• PROBLEM DETAILS:
Where the records below reach the line containing "the tree? Mark that spot.", start transcribing, and end with the line containing "balcony? Mark that spot.", exactly and with nothing else added.

SUPPLIED RECORDS START

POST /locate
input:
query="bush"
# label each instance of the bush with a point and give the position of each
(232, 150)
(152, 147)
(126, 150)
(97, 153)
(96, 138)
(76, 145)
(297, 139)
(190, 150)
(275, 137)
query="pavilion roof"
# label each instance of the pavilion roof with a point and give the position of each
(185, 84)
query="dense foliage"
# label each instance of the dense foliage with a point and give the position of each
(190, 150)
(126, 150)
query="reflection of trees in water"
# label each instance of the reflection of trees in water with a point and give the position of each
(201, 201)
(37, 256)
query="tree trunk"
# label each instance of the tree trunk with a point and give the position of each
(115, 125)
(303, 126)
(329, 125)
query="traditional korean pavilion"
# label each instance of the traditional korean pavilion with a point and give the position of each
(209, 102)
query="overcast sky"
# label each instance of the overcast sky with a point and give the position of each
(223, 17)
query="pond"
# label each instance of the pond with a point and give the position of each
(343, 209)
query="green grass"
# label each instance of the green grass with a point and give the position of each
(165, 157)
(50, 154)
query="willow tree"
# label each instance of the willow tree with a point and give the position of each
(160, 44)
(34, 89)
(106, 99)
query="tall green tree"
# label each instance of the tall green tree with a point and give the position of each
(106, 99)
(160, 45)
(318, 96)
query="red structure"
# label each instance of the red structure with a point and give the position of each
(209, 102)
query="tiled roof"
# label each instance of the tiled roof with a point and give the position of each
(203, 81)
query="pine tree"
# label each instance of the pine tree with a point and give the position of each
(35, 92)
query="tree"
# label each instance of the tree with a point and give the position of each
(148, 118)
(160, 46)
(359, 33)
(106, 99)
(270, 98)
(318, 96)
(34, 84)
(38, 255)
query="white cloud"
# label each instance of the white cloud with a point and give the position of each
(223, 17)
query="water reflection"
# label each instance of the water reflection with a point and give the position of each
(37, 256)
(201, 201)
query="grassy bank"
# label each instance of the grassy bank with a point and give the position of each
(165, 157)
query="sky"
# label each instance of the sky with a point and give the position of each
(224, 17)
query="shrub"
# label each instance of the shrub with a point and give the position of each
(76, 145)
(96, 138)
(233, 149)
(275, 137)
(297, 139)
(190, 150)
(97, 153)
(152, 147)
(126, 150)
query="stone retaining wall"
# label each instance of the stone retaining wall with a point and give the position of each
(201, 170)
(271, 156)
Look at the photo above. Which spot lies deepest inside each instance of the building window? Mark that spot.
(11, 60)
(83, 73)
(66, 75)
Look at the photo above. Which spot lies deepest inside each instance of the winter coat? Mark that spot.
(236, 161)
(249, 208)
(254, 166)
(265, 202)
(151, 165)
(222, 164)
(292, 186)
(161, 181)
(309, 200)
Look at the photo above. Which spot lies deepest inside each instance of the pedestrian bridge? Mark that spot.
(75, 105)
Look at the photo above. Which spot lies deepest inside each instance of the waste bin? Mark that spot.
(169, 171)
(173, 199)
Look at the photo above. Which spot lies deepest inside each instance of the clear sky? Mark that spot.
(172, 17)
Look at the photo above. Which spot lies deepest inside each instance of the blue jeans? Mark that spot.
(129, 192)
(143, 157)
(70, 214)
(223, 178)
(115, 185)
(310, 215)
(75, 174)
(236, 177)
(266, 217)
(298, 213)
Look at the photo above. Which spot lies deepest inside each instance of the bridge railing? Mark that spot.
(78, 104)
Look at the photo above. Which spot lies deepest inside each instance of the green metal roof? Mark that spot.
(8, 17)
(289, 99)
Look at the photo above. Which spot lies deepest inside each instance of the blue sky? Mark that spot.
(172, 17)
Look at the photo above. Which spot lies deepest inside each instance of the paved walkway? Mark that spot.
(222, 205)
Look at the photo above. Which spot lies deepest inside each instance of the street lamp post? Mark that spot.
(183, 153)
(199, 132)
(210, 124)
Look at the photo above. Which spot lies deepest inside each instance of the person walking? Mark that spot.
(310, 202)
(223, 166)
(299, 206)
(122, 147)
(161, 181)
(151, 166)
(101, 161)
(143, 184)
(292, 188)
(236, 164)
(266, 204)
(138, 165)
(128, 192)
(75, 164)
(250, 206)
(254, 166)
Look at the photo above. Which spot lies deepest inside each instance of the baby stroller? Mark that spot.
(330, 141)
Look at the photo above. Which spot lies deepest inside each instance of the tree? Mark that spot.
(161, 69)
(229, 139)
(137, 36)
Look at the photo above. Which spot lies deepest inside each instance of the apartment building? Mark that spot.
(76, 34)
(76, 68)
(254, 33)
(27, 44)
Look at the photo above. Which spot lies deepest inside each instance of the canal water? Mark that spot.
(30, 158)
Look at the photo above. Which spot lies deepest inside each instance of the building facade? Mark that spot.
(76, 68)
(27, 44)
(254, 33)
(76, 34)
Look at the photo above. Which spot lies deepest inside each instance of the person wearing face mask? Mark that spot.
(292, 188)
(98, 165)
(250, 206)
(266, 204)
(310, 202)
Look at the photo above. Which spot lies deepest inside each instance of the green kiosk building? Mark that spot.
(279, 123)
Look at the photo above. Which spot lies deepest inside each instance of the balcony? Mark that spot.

SUPPLIED RECORDS END
SUPPLIED RECORDS START

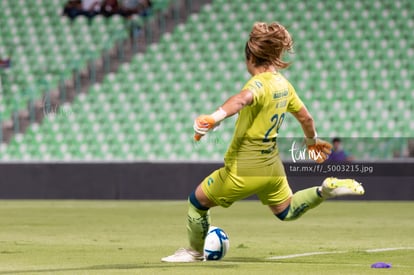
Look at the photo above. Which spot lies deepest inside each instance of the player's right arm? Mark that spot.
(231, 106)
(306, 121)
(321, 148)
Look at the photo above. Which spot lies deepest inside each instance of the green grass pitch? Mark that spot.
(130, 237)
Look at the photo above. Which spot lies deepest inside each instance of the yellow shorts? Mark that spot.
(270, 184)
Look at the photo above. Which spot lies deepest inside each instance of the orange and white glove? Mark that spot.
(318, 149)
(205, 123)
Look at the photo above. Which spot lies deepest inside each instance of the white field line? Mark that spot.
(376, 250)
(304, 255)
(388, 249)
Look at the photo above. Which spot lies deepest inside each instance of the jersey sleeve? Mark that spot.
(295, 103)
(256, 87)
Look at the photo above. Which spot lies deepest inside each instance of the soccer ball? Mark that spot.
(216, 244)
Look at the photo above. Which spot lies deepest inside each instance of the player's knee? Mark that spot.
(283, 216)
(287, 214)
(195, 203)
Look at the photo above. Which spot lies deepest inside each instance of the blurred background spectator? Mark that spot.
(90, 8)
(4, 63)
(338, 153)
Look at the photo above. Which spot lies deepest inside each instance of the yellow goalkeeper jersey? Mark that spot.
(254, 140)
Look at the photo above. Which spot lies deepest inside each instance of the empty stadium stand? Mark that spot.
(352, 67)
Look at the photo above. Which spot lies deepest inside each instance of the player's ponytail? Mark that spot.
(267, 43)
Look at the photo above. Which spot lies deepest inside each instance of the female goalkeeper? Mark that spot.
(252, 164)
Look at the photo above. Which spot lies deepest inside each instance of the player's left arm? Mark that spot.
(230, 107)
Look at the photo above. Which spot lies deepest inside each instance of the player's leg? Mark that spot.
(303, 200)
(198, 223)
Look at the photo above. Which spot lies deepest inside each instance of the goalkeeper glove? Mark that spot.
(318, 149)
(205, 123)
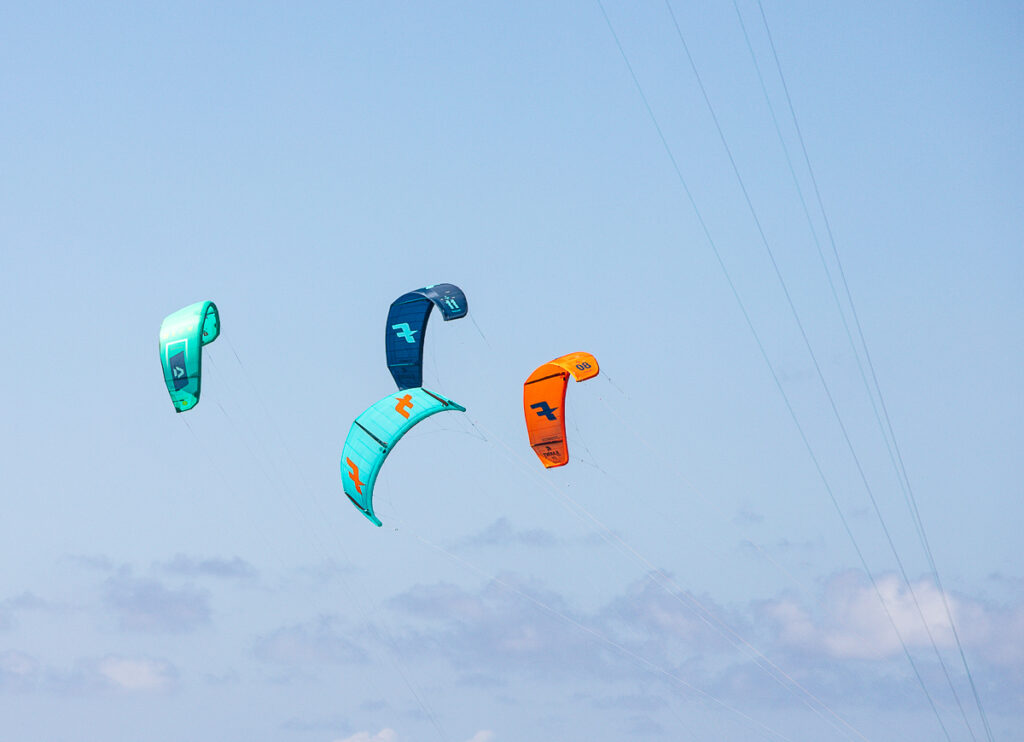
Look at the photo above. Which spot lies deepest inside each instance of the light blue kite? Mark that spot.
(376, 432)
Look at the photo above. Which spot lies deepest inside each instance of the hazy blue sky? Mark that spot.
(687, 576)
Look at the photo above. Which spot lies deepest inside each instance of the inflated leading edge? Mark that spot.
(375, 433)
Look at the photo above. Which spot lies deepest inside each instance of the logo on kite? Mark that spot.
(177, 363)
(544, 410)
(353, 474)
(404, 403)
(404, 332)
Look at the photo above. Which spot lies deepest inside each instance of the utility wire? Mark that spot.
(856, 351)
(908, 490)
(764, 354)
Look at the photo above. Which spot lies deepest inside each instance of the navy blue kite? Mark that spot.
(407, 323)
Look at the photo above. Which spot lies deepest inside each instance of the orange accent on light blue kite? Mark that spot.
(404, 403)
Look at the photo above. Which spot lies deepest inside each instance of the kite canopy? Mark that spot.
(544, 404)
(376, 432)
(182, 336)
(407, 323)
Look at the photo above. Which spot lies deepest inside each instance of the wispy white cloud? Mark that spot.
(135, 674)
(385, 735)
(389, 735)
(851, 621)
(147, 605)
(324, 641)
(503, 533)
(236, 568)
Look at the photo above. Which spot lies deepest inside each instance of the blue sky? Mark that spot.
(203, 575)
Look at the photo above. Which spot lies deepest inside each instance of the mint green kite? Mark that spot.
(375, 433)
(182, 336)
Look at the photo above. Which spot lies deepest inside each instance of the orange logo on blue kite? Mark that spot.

SUPPLIED RECORDS END
SUPPLIED RECORDS START

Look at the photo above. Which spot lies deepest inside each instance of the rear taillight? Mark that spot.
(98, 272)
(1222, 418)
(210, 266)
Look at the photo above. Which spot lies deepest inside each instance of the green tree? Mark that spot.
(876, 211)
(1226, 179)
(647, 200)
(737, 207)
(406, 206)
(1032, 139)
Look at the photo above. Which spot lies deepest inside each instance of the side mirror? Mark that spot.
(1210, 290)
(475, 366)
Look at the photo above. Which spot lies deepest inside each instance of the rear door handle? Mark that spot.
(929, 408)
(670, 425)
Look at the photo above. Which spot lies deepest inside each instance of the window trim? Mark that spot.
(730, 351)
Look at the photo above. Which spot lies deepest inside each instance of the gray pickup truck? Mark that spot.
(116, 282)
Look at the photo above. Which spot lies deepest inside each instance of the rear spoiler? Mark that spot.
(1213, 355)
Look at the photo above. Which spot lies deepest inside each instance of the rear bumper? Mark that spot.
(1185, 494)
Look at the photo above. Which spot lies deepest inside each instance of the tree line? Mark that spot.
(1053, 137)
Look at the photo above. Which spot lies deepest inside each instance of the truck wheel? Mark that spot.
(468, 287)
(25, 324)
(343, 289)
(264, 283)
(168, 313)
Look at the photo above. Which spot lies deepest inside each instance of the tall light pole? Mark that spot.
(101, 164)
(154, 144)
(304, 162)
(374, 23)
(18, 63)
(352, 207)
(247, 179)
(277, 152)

SUPPLIED RECORDS END

• RESPONSE TO THIS TASK:
Look at the photo above. Which spot lies deepest inside each instance of the tree? Mark that spot.
(161, 69)
(229, 139)
(137, 36)
Look at the photo above. Which spot lies deepest inside each instance of the apartment building? Mark that spot.
(76, 34)
(76, 68)
(254, 33)
(27, 44)
Look at the photo above. Which spot lies deepest inside each instance of the canal water? Mark that spot.
(30, 158)
Look at the photo above. Which spot lies deepest inside each instance of the building facade? Mark that spot.
(76, 68)
(27, 44)
(254, 33)
(76, 34)
Look at the photo above. Which spot lies deepest inside each instance of the person wearing face mask? Mark that spot.
(292, 188)
(98, 165)
(250, 206)
(266, 204)
(310, 202)
Look at the photo above. Which spot lies deepest inside each instance of the green kiosk building? Mark that spot.
(279, 123)
Look at the photo above. Which spot lies deepest inside each instance of the balcony? Mark that spot.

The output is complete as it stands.